_Tarea indicada A_
Imprime sin cambios el fragmento del texto sobre el abuso del poder cotidiano que va desde "Lo más preocupante" hasta "sociedad que avance.".

_Fragmento seleccionado_

· · · · · · ·

He llegado a pensar que el mayor mal de nuestra sociedad no está solo en los grandes actos de corrupción o en los abusos de quienes ocupan posiciones públicas. Está, más bien, en los pequeños abusos diarios que todos, en mayor o menor medida, hemos aprendido a justificar. Es ese poder cotidiano, silencioso y constante, el que ha ido enfermando la convivencia y distorsionando nuestra manera de relacionarnos con los demás.

Vivimos rodeados de ejemplos. El conductor que se siente con derecho a bloquear una calle porque tiene prisa. El empresario que trata con desprecio al empleado que le sirve el café. El funcionario que, en vez de facilitar un trámite, lo complica para demostrar su autoridad. El vecino que ocupa el espacio común como si fuera suyo.

En cada uno de esos actos, aparentemente inofensivos, se esconde una cultura de poder mal entendido.
Nos acostumbramos a creer que tener poder, aunque sea pequeño, nos da licencia para imponer nuestra voluntad. Pero el verdadero poder no se demuestra dominando, sino sirviendo. No está en el grito ni en la orden, sino en la capacidad de influir con respeto y de construir desde el ejemplo. Lo contrario, ese ejercicio egoísta del poder, termina contaminando todo lo que toca.

Lo más preocupante es que ya no lo notamos. Hemos normalizado la prepotencia. Creemos que quien no abusa, pierde. Que ser decente es sinónimo de ingenuidad. Y así, poco a poco, vamos construyendo un país donde la astucia se valora más que la honestidad y donde el respeto se considera una debilidad. El problema es que en ese juego de abusos nadie gana, porque lo que se pierde es la confianza, y sin confianza no hay sociedad que avance.

El abuso del poder cotidiano es también una forma de violencia.

· · · · · · ·

Registros almacenados de una colección
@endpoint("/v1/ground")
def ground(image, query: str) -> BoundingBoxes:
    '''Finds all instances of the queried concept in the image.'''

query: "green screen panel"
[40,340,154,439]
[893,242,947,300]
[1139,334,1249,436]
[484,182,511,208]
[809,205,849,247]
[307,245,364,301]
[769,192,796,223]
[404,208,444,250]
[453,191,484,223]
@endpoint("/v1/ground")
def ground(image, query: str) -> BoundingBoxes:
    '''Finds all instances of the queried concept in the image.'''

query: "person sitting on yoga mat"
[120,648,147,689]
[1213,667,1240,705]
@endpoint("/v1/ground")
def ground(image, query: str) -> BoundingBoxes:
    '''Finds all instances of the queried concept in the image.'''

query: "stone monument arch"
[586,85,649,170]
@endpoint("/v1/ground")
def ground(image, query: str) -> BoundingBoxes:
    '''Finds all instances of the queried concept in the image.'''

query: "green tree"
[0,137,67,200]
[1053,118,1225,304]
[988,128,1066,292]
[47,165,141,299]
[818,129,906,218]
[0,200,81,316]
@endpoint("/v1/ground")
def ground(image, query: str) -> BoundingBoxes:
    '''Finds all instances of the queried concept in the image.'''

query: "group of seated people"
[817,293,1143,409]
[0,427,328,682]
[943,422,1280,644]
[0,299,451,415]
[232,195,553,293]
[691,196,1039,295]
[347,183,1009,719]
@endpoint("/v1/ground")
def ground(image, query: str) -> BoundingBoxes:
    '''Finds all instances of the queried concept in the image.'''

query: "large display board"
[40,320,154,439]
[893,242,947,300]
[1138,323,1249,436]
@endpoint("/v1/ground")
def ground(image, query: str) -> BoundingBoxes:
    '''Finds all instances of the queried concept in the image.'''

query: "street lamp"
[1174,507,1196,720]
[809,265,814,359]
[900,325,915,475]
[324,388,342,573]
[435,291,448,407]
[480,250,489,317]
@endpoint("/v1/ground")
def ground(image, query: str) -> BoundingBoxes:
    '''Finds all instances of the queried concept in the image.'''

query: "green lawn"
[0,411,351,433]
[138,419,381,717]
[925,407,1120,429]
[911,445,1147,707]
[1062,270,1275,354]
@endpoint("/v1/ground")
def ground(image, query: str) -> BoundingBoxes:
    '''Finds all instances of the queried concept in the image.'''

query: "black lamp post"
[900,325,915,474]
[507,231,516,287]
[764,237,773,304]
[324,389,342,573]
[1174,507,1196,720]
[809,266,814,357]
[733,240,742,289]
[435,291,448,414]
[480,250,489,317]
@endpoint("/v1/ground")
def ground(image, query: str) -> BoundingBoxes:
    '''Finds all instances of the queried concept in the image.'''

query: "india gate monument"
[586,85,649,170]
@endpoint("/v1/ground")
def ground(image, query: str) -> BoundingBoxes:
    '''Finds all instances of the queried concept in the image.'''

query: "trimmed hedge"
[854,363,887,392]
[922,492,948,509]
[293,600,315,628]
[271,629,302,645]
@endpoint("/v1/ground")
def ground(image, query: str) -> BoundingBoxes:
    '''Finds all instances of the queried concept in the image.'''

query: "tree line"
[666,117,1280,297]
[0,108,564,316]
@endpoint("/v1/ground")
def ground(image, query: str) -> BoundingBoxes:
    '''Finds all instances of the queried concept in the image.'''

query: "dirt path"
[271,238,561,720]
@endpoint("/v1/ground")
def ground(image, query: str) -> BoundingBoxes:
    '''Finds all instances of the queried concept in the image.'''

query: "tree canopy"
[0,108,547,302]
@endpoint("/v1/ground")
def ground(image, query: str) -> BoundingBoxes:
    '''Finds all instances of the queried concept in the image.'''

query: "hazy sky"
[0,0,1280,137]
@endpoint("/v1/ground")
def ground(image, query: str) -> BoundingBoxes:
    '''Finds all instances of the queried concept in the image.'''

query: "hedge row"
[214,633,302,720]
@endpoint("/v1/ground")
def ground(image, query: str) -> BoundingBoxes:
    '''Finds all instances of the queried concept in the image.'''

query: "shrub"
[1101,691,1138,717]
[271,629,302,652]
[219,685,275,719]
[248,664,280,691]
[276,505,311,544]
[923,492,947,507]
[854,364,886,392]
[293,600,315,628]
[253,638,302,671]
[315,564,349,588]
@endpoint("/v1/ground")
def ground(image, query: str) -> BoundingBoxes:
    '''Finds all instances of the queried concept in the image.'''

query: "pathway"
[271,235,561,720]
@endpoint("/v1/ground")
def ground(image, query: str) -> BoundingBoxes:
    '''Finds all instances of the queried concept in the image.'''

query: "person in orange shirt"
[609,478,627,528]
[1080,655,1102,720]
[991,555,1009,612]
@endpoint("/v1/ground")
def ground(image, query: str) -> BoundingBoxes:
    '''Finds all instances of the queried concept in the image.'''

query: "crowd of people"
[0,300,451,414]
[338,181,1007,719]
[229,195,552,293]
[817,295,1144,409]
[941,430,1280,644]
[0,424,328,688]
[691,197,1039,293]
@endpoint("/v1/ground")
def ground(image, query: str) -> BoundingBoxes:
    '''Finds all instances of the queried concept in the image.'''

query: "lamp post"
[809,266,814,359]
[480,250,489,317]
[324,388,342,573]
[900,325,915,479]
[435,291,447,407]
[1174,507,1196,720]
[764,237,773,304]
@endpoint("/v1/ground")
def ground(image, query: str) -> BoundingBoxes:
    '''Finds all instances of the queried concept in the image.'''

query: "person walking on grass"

· · · · · · ·

_Tarea indicada B_
Reproduce sin ninguna modificación el tramo de los registros que va desde su inicio hasta la línea que contiene "[307,245,364,301]", con ambos extremos incluidos.

_Respuesta completa A_
Lo más preocupante es que ya no lo notamos. Hemos normalizado la prepotencia. Creemos que quien no abusa, pierde. Que ser decente es sinónimo de ingenuidad. Y así, poco a poco, vamos construyendo un país donde la astucia se valora más que la honestidad y donde el respeto se considera una debilidad. El problema es que en ese juego de abusos nadie gana, porque lo que se pierde es la confianza, y sin confianza no hay sociedad que avance.

_Respuesta completa B_
@endpoint("/v1/ground")
def ground(image, query: str) -> BoundingBoxes:
    '''Finds all instances of the queried concept in the image.'''

query: "green screen panel"
[40,340,154,439]
[893,242,947,300]
[1139,334,1249,436]
[484,182,511,208]
[809,205,849,247]
[307,245,364,301]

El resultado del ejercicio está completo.